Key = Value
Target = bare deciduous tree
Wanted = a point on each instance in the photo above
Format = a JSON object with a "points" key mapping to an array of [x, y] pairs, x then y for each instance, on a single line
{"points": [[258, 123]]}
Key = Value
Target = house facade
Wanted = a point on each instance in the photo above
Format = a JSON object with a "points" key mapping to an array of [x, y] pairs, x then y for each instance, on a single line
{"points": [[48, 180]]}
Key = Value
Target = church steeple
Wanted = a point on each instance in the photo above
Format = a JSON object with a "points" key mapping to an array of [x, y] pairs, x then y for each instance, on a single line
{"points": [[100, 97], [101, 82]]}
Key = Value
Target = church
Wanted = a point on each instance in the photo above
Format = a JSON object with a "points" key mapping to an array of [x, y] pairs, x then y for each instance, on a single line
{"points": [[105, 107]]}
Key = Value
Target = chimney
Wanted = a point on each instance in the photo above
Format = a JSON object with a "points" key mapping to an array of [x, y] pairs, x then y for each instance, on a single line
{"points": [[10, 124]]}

# [What is expected]
Rewrite every row above as a JSON list of strings, one string per line, leaving out blank lines.

# [Response to the task]
[
  "Key = Value",
  "Target = bare deciduous tree",
  "Wanted = a point on each instance in the photo above",
  "Format = a JSON object with a \"points\" key mapping to an array of [x, y] pairs, x then y for each instance, on a single line",
  "{\"points\": [[258, 123]]}",
  "Key = Value",
  "Target = house facade",
  "Wanted = a point on each instance in the photo above",
  "Format = a JSON object with a \"points\" key mapping to an array of [x, y] pairs, x then y for each instance, on a single line",
  "{\"points\": [[48, 180]]}",
  "Key = Value",
  "Target = church steeple",
  "Wanted = a point on each instance in the photo above",
  "Format = a JSON object with a \"points\" key mapping to an array of [x, y] pairs, x then y for each instance, on a single line",
  "{\"points\": [[100, 97], [101, 82]]}",
  "Key = Value",
  "Target = church",
  "Wanted = a point on each instance in the photo above",
  "Format = a JSON object with a \"points\" key mapping to an array of [x, y] pairs, x then y for each instance, on a single line",
  "{\"points\": [[105, 107]]}",
  "Key = Value",
  "Target = chimney",
  "Wanted = a point on each instance in the photo above",
  "Format = a JSON object with a \"points\" key mapping to an array of [x, y] pairs, x then y for each instance, on a single line",
  "{\"points\": [[10, 124]]}"
]